**AIM**
Can you give back all of the material below word for word, with the pictures left out?

----

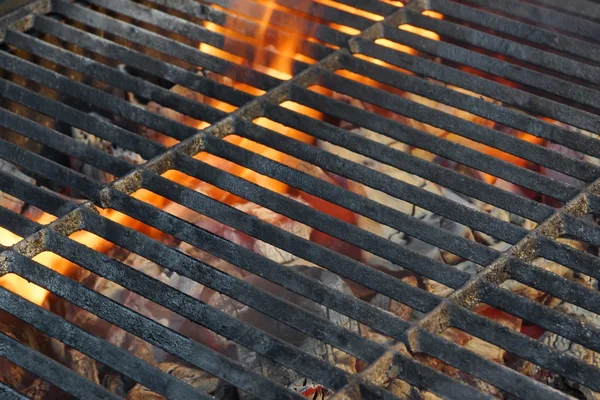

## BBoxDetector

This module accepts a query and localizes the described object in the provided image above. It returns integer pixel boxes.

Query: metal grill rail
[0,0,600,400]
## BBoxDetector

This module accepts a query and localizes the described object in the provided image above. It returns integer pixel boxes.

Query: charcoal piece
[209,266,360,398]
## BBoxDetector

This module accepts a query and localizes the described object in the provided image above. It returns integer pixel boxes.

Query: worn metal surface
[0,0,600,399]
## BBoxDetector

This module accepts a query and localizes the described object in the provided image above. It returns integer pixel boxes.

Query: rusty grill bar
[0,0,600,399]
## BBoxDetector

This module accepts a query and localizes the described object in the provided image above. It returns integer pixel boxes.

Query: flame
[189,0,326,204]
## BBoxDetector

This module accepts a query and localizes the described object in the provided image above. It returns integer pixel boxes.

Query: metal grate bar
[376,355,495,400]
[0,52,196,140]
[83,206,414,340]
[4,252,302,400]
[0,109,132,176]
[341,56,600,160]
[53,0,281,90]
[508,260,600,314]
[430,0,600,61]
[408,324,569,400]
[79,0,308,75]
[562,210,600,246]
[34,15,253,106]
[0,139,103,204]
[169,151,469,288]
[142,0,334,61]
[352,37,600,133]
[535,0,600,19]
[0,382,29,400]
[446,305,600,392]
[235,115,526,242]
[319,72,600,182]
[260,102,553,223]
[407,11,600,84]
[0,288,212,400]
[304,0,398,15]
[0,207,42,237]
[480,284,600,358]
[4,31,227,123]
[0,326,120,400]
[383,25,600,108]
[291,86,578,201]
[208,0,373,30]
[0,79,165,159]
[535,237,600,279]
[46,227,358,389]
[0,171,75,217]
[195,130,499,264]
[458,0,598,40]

----

**EXPECTED ANSWER**
## BBoxDetector

This module accepts a query and localizes the described object in the provided image above. It returns integer pixel boxes.

Query: metal grill rail
[0,0,600,400]
## BBoxDetector

This module accepts a query and localizes the described object in the provided image above. It returns integer pixel boxes.

Query: charcoal piece
[209,266,360,398]
## BBoxDetector

This module accepts a query and localizes the described object in the provided image above. It returns integer pixel boxes.

Query: worn metal surface
[0,0,600,399]
## BBoxDetector

This module accepts a query and localizes the described object in the provided image above. It returns integer pixel boxes.

Query: rusty grill bar
[0,0,600,399]
## BBoxDetector

This module accepts a query and localizes the described object in the provided image above. It returns integer pixel boxes.

Query: flame
[189,0,326,204]
## BBoxDetector

This module accepts a query and localizes the described object in the provided image above. It returns integer pixel boxes.

Query: metal grate bar
[376,355,495,400]
[0,52,196,140]
[83,206,414,340]
[4,252,302,400]
[0,109,132,176]
[341,56,600,160]
[53,0,281,90]
[508,260,600,314]
[430,0,600,61]
[408,324,569,400]
[79,0,308,75]
[562,210,600,246]
[34,15,253,106]
[0,139,103,204]
[169,151,469,288]
[142,0,334,61]
[352,37,600,133]
[535,0,600,19]
[0,382,29,400]
[446,305,600,392]
[235,115,526,242]
[319,72,600,182]
[260,102,553,223]
[407,11,600,84]
[0,288,212,400]
[304,0,398,15]
[0,207,42,237]
[480,284,600,358]
[4,31,227,123]
[0,326,120,400]
[383,25,600,108]
[291,86,578,201]
[208,0,373,30]
[0,79,165,159]
[535,237,600,279]
[46,227,358,389]
[0,171,75,217]
[195,130,499,264]
[458,0,598,40]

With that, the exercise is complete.